[Exercise description] Could you find every line in the entries below that holds the word "jacket" and copy it?

[Supplied records]
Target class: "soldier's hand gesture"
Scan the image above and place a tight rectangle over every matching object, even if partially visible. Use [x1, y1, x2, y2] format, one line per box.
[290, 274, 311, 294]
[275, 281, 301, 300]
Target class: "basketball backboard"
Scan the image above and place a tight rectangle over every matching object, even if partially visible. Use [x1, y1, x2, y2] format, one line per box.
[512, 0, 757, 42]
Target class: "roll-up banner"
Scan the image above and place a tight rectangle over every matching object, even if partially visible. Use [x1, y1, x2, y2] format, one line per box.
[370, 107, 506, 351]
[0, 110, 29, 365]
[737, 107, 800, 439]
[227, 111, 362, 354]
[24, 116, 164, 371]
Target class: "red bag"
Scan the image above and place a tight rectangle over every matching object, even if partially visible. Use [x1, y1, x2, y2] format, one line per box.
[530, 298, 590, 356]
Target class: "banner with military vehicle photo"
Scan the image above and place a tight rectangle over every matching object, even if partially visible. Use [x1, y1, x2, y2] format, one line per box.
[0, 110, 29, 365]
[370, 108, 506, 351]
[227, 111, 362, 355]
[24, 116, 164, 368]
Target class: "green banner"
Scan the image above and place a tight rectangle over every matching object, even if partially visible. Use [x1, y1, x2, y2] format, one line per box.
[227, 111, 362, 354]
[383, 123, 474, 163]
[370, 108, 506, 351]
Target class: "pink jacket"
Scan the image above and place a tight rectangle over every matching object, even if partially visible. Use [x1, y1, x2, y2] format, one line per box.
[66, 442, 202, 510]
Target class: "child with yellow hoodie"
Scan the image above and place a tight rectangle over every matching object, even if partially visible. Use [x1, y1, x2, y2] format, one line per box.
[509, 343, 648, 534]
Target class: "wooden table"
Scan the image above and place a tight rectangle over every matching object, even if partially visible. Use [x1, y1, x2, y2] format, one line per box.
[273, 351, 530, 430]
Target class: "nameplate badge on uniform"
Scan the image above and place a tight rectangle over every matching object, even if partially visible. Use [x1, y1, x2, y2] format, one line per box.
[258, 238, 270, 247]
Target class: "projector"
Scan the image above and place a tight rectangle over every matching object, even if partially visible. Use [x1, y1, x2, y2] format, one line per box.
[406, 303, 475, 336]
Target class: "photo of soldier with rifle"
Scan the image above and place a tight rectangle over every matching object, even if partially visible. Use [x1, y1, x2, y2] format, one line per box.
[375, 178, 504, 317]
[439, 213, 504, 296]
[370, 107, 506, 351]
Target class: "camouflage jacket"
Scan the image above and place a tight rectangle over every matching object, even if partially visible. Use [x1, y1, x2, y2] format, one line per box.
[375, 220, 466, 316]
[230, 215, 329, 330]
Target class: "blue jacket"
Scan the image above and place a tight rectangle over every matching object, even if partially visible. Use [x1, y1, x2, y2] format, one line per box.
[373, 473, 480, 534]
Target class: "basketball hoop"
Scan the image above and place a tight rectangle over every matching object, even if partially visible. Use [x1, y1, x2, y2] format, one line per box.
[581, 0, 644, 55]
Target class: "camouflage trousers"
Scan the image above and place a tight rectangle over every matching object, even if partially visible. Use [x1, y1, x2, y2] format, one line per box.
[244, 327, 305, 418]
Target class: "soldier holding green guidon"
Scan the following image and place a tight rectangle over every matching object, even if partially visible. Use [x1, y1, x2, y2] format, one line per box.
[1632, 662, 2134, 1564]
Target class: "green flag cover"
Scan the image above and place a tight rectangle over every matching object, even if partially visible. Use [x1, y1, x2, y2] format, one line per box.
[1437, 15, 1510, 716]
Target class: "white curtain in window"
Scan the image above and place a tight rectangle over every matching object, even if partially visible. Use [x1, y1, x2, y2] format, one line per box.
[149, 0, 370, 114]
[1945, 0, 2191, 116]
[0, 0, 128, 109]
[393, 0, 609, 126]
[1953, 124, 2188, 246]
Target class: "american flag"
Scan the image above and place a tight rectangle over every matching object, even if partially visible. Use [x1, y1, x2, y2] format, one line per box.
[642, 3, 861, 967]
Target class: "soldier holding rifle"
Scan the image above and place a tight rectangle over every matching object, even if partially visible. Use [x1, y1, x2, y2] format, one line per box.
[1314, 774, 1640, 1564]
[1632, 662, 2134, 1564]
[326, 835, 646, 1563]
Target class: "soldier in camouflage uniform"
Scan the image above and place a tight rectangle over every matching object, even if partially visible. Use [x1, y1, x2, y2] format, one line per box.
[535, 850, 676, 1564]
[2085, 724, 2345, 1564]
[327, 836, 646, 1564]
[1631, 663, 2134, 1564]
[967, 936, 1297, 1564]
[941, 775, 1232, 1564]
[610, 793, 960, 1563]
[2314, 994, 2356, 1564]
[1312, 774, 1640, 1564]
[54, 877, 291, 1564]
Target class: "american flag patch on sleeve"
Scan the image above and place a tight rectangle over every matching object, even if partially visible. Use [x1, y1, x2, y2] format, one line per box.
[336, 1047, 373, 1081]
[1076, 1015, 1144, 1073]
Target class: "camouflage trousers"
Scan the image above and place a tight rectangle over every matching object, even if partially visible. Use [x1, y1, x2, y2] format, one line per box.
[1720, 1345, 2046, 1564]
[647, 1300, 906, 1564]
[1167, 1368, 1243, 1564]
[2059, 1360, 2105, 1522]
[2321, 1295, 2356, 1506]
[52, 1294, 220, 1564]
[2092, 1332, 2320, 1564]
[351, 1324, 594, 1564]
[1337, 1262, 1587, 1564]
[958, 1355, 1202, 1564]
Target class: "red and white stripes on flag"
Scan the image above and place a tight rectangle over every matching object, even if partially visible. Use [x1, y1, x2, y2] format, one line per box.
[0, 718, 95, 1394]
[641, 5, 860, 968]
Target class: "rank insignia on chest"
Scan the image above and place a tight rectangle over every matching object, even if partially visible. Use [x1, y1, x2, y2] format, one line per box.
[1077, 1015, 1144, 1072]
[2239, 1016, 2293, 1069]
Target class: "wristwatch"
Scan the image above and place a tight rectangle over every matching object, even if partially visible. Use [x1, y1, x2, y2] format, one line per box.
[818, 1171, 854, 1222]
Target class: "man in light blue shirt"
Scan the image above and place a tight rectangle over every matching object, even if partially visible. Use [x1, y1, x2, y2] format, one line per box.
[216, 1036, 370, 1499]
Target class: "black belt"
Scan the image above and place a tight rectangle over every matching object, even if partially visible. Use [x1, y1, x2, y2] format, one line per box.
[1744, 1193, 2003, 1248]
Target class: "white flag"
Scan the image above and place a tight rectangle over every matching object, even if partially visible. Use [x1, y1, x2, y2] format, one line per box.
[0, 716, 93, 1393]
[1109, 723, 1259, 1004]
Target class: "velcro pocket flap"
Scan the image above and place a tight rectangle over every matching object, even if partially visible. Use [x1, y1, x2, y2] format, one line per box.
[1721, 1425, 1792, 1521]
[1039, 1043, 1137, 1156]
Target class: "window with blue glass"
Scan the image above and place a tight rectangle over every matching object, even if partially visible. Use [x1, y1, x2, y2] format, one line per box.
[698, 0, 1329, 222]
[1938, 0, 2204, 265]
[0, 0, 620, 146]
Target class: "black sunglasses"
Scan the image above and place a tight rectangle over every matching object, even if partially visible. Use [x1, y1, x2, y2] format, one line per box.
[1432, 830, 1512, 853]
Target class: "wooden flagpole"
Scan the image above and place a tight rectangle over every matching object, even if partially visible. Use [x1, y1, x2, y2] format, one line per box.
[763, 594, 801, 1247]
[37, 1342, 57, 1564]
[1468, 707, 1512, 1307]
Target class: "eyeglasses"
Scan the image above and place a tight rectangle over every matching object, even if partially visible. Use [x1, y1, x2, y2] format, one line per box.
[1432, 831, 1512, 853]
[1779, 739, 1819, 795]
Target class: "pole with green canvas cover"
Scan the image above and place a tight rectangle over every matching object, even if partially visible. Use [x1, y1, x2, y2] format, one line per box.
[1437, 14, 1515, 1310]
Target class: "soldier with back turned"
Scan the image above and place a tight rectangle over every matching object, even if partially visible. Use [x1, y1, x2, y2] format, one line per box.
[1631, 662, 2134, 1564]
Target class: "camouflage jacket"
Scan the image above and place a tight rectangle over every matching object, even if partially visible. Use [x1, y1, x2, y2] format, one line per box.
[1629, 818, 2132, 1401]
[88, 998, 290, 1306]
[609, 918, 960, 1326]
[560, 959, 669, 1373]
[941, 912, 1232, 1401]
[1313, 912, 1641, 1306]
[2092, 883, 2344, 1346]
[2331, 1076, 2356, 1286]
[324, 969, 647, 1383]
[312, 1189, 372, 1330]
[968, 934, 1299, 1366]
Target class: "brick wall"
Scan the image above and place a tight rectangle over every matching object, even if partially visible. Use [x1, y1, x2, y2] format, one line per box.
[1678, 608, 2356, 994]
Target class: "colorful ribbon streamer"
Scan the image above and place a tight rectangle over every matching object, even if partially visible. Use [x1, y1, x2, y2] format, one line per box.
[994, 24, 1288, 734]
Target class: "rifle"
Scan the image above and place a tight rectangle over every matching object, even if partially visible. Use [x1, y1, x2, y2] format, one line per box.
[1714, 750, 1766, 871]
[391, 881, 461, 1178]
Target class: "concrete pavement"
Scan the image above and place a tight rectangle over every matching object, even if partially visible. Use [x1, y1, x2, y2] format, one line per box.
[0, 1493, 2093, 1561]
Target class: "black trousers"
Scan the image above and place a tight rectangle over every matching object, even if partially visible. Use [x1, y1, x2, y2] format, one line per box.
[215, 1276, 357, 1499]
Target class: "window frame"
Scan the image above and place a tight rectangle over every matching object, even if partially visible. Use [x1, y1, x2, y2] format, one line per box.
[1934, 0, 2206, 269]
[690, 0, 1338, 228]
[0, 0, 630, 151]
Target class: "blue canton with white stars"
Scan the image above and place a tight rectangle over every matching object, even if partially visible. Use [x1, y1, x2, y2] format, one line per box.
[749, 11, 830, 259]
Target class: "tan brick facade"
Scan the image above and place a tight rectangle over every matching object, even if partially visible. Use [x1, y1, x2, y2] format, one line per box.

[Answer area]
Target class: "pink jacket"
Target class: "camouflage jacket"
Target class: "blue jacket"
Target class: "camouflage jacket"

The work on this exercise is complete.